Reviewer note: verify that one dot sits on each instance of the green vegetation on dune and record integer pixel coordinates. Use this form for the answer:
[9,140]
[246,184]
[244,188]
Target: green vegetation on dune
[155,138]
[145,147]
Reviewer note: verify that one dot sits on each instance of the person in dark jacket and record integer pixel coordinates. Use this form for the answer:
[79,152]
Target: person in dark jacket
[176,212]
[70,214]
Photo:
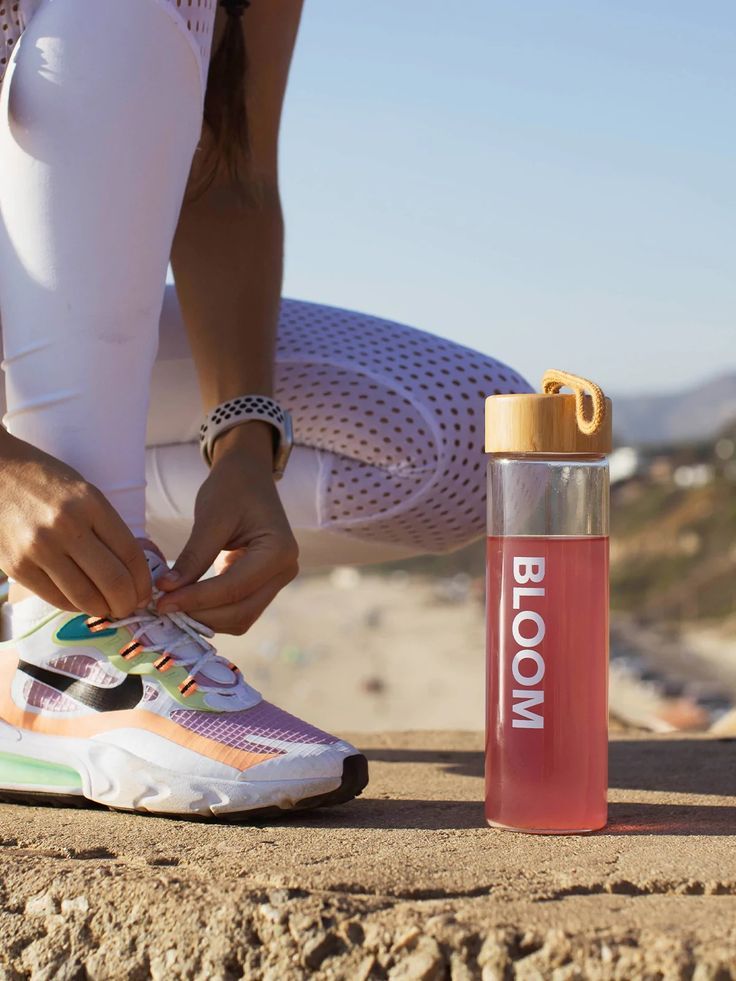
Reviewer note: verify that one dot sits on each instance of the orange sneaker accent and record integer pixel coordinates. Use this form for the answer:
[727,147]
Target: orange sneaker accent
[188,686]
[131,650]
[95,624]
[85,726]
- - - - -
• EXERCISE AIM: Filter the records for lines holding the string "pixel". Copy each one.

• WRITTEN RESPONSE:
Reviewer note: verify that one dot sits on each instance of the green vegetation on dune and record integer pixel coordinates. Use this form for the answer:
Reviewer note: verify that one dot sits on each instance of the person in dark jacket and record integer pixel coordinates. Use this form for the answer:
Reviewer note: verify that one dot sits on each instance of the orange sneaker accent and record integer pixel coordinates. Use this form for the answer:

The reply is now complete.